Collection entries
****************
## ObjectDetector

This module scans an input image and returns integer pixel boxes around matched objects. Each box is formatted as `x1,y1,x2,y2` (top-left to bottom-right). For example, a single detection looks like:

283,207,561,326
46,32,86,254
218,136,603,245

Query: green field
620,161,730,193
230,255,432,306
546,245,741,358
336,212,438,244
****************
WHAT YOU ARE ASKED TO DO
Render every line above as a Markdown table with two columns, Row and Line. Number each row and leave out blank lines.

THE ANSWER
| Row | Line |
|---|---|
| 1 | ## ObjectDetector |
| 2 | This module scans an input image and returns integer pixel boxes around matched objects. Each box is formatted as `x1,y1,x2,y2` (top-left to bottom-right). For example, a single detection looks like: |
| 3 | 283,207,561,326 |
| 4 | 46,32,86,254 |
| 5 | 218,136,603,245 |
| 6 | Query: green field |
| 7 | 620,161,730,193 |
| 8 | 230,255,432,306 |
| 9 | 546,245,741,358 |
| 10 | 336,212,438,244 |